Problems to work on:
[1] In the tutorial on annotating peptides with UniRef90 and eggNOG terms, how many lines does each file produced by the split command contain?
[2] Continue the tutorial on annotating peptides with UniRef90 and eggNOG terms, beginning directly after its final line.

Text for analysis:
★ ★ ★ ★

2. In silico tryptic protein digestion

You will also need to create a file of peptides with their corresponding protein. Feel free to use your own in silico digestion tool. We have a tool available on the Northomics GitHub.

NOTE: These steps can be very slow with large databases. We recommend you split your files and run in parallel if possible.

3. Extracting relevant terms from UniProtKB using Bash

Once you have prepared your matched peptide and protein files, you're ready to start annotating. From the large UniProtKB annotation file only select the UniRef90 terms which correspond to an eggNOG term. This following process is done with Bash, a Unix shell. (This can be done with any annotation type.)

## this is to get the UniRef90 and eggNOG annotations of proteins
grep 'eggNOG\|UniRef90' idmapping.UniprotKB2all.dat > eggNOGUniRef90.idmapping.dat  #get the lines which contain UniRef90 and eggNOG terms

The file will be very large, so in order to make it easier to work with in RStudio, you can split the dataset into smaller fractions.

wc -l eggNOGUniRef90.idmapping.dat #count the number of lines in the file
split -l 1000000 eggNOGUniRef90.idmapping.dat UR2eggNOG #split the dataset into 1M-line files with names UR2eggNOGaa etc.

4. Selecting for useful data using R

In RStudio, you will need to load the tidyverse package, which contains commands used in the processing of data.

## this is to select for the proteins which have an eggNOG annotation
install.packages(tidyverse)
library(tidyverse)

Next, filter each fraction to only include the UniRef90 terms which have corresponding eggNOG terms. For each fraction, import the dataset into the R environment under "File" > "Import Dataset" > "From text (base)".

# repeat for each UR2eggNOG dataset
# choose "File", "Import Dataset"

★ ★ ★ ★

Provided material:
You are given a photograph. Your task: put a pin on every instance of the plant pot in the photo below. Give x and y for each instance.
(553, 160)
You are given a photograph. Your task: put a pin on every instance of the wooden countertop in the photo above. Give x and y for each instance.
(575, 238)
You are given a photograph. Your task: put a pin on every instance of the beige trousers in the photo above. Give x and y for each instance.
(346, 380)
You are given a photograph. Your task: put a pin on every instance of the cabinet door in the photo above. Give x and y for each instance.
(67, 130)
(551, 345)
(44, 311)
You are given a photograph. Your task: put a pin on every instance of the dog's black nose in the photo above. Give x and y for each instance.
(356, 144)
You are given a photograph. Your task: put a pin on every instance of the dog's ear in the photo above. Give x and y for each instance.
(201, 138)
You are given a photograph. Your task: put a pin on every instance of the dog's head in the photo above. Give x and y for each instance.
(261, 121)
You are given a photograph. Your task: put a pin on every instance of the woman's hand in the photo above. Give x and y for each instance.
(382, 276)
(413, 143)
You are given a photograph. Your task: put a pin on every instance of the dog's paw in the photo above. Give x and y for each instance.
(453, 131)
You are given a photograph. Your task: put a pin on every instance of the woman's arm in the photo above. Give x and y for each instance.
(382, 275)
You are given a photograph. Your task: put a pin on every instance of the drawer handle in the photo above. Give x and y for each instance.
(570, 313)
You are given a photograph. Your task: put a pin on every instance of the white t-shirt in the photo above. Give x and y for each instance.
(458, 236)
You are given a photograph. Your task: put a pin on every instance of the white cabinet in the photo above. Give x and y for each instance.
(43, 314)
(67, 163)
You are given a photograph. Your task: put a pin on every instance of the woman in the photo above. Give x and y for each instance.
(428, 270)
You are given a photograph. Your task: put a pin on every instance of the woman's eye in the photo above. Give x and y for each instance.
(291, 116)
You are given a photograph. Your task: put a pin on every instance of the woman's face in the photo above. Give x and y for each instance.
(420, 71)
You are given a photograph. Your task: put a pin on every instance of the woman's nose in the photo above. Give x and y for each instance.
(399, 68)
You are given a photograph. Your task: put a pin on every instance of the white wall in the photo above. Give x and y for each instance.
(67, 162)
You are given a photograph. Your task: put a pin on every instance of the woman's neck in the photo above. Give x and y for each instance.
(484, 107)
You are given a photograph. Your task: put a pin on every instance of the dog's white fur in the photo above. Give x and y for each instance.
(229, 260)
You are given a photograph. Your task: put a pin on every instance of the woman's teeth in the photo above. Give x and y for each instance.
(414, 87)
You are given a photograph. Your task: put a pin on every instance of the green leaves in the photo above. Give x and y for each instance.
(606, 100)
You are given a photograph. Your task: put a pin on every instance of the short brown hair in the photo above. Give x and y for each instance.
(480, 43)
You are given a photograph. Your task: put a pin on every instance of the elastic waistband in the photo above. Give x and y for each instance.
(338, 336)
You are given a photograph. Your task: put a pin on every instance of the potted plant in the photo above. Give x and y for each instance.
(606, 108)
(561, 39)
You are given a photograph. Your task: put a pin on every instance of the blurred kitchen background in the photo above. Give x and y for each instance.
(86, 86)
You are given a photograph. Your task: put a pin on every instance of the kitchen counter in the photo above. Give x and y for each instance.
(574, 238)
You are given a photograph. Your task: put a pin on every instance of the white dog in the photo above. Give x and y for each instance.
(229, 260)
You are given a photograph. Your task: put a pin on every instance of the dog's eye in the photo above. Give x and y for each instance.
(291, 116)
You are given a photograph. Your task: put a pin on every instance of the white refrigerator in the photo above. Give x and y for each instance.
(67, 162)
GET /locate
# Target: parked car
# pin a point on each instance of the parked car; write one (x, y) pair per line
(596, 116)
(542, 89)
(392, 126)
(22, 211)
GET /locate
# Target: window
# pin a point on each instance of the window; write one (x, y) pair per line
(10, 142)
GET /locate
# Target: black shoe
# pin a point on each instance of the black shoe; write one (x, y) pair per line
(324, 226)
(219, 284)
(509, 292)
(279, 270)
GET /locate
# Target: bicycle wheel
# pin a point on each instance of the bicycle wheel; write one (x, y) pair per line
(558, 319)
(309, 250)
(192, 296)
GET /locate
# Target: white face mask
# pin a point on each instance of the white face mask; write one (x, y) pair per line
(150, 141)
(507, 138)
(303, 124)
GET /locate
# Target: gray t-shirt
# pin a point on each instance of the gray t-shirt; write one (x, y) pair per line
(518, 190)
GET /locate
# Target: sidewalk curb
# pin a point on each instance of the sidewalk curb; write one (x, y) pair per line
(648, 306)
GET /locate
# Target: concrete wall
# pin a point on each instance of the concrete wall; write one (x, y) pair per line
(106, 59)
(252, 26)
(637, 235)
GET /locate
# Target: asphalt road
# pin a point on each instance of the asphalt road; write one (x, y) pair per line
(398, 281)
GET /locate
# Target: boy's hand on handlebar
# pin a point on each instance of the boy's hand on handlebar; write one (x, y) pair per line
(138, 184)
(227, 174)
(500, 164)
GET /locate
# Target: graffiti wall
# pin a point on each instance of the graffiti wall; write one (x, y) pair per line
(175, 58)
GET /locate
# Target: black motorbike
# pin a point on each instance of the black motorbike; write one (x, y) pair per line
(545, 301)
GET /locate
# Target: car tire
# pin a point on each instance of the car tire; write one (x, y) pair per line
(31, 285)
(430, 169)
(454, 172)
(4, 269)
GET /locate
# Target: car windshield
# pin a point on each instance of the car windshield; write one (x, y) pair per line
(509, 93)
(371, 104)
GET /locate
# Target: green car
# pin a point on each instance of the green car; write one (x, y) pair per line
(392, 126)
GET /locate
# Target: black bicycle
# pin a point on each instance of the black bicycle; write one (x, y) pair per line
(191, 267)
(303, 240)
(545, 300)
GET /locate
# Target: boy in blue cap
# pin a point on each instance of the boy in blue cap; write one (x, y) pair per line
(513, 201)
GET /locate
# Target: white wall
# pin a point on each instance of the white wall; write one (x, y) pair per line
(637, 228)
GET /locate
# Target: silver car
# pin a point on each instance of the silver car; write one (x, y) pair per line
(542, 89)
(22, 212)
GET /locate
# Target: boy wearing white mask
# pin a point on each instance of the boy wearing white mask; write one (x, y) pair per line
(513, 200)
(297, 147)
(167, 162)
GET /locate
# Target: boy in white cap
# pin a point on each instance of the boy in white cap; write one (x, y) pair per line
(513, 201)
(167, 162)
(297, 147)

★ ★ ★ ★

List of answers:
[1] Each file contains 1,000,000 lines.

[2]
mydata1 <- UR2eggNOGaa #rename dataset
mydata1a <- mydata1 %>% rename(ID = V1,
                   AnType = V2,
                   AnID = V3) #rename columns
mydata1b <- mydata1a %>% 
  pivot_wider(names_from = AnType,
              values_from = AnID) #matches the eggNOG terms to the corresponding UniRef90 terms, using the UniProtKB ID
mydata1c <- mydata1b %>% filter(eggNOG != "NULL") #get rid of rows w/out both eggNOG and UniRef90 annotations

Combine all the processed fractions into one dataset. It is important to note that sometimes a fraction may contain "list" type data in a column, and this must be converted to "character" type data to be combined. This is done using the unnest() command, as shown below.

mydata1d <- unnest(mydata1c, UniRef90) #converts a dataset where the UniRef90 column was of the "list" class to a "character" class
allmydata <- bind_rows(mydata1d, mydata2c, ...) #this will combine all the processed dataframes into one by columns

With the processed UniRef90-to-eggNOG dataset, it is now possible to combine all the data. Create a peptide-protein-UniRef90-eggNOG dataset, so that each peptide is matched with all the eggNOG terms which it may correspond with.

Pep2Prot <- select(Pep2Prot, -X) #get rid of extra column in imported dataset
Prot2UR <- select(Prot2UR, -X) #same
Pep2Prot2UR <- left_join(Pep2Prot, Prot2UR) #joins the datasets by the values of the "Protein" column. Values must be of same type in both datasets
Pep2Prot2UR2eggNOG <- left_join(Pep2Prot2UR, allmydata) #joins datasets by "UniRef90", the common column name
P2P2UR2Ea <- Pep2Prot2UR2eggNOG %>% filter(eggNOG != "NULL") #filters out any peptides without an eggNOG annotation
P2P2UR2Eb <- select(P2P2UR2Ea, -ID) #get rid of ID column, which is no longer necessary
P2P2UR2Ec <- unnest(P2P2UR2Eb, eggNOG) #some peptides have >1 eggNOG terms, which are in a list. This expands them to give each eggNOG term its own row

Summarize the frequency with which a peptide belongs to any eggNOG term by adding up the times which it corresponds to a given eggNOG term.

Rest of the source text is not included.